### SET EXERCISE
Please write out the data below again, replacing every "Isolate" with "Locate" and keeping everything else the same. Leave the pictures out of your version.

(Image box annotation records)
(begin)

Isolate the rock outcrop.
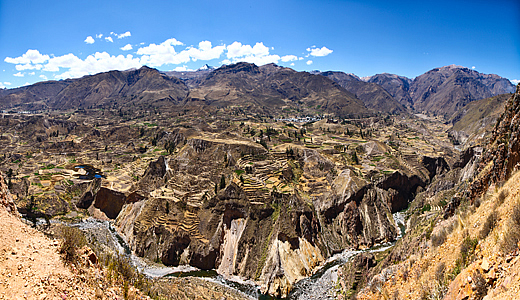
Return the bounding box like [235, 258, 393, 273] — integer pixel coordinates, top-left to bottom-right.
[471, 85, 520, 195]
[0, 173, 18, 216]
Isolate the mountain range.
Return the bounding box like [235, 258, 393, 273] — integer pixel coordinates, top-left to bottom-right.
[0, 62, 515, 120]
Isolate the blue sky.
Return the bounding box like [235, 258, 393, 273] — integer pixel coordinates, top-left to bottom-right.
[0, 0, 520, 88]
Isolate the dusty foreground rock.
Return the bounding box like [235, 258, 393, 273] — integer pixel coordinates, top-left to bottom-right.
[0, 208, 114, 299]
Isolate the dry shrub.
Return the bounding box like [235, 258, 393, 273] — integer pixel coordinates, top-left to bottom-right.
[495, 189, 509, 207]
[478, 209, 498, 240]
[435, 262, 446, 282]
[500, 203, 520, 254]
[60, 226, 87, 263]
[432, 228, 448, 247]
[472, 271, 488, 299]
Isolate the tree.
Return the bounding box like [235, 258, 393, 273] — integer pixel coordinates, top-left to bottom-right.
[352, 151, 359, 165]
[220, 175, 226, 189]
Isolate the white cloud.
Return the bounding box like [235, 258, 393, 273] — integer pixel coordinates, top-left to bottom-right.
[49, 52, 142, 79]
[84, 35, 95, 44]
[15, 64, 43, 71]
[43, 53, 82, 72]
[307, 46, 332, 56]
[112, 31, 132, 39]
[179, 41, 226, 61]
[4, 49, 49, 65]
[137, 38, 190, 67]
[173, 66, 193, 72]
[3, 37, 308, 82]
[120, 44, 133, 51]
[227, 42, 269, 58]
[222, 42, 280, 66]
[281, 55, 298, 62]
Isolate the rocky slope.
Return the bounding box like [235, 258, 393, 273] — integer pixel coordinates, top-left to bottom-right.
[0, 67, 188, 110]
[190, 63, 369, 116]
[409, 65, 514, 119]
[472, 86, 520, 195]
[450, 94, 511, 147]
[367, 73, 413, 108]
[338, 82, 520, 299]
[319, 71, 405, 113]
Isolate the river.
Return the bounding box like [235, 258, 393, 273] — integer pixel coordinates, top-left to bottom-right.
[41, 212, 405, 300]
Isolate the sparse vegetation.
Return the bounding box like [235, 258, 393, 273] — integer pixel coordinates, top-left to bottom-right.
[60, 226, 87, 264]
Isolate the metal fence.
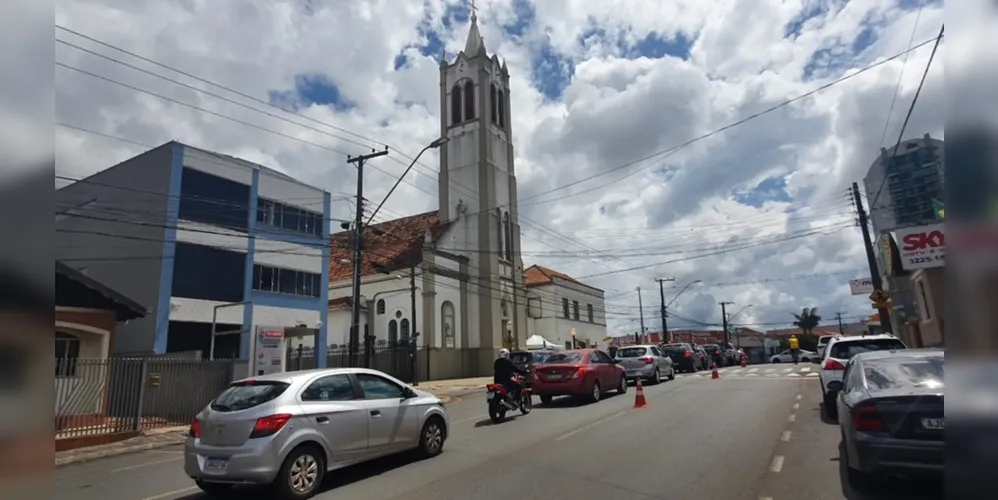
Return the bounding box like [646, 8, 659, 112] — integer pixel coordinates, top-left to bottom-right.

(end)

### FINAL RESULT
Locate the rock outcrop.
Return the bounding box like [235, 258, 393, 273] — integer pixel coordinates, top-left to bottom-right.
[471, 85, 520, 195]
[0, 173, 18, 216]
Locate the mountain range.
Return the bounding box like [235, 258, 393, 273] — integer pixel coordinates, top-left to bottom-right.
[0, 62, 515, 120]
Locate the blue sky.
Return the bounding box like [235, 258, 393, 273] — integer pixel coordinates, top-left to bottom-right.
[0, 0, 520, 88]
Locate the dusty foreground rock.
Return the bounding box like [235, 258, 393, 273] — integer pixel coordinates, top-left to bottom-right.
[0, 208, 114, 299]
Locate the dry shrub.
Return the bounding box like [235, 258, 393, 273] — integer pixel coordinates, top-left to bottom-right.
[495, 189, 509, 207]
[478, 209, 498, 240]
[435, 262, 446, 282]
[500, 203, 520, 254]
[60, 226, 87, 263]
[432, 228, 448, 247]
[472, 271, 488, 299]
Locate the tree.
Return the bounding box like [235, 258, 393, 273] — integer pixel coordinates, top-left to bottom-right.
[352, 151, 359, 165]
[220, 175, 226, 189]
Locate the white cloud.
Return the bounding box like [235, 258, 393, 273] — integer pixel coordinates, top-left to bottom-right.
[49, 52, 142, 79]
[84, 35, 95, 44]
[15, 64, 43, 71]
[43, 53, 82, 72]
[307, 46, 332, 56]
[112, 31, 132, 39]
[179, 41, 226, 61]
[4, 49, 49, 65]
[137, 38, 190, 67]
[173, 66, 193, 72]
[3, 37, 308, 82]
[120, 44, 133, 51]
[227, 42, 269, 58]
[222, 42, 280, 66]
[281, 55, 298, 62]
Locate the rocky slope.
Return the bounding box like [235, 258, 393, 273] — integer pixel coordinates, top-left to bottom-right.
[0, 67, 188, 110]
[190, 63, 369, 116]
[409, 65, 514, 119]
[472, 86, 520, 195]
[450, 94, 511, 147]
[367, 73, 413, 108]
[338, 82, 520, 299]
[319, 71, 405, 113]
Locate the river.
Return the bounding box like [235, 258, 393, 273] — integer pixel coordinates, top-left to bottom-right.
[41, 212, 405, 300]
Locate the sparse vegetation.
Return the bounding box like [235, 258, 393, 273] — integer pixel coordinates, top-left to bottom-right.
[60, 226, 87, 264]
Locate the metal fence.
Return the bounding box like [646, 8, 659, 112] — integer pixel coordinates, top-left to bottom-right.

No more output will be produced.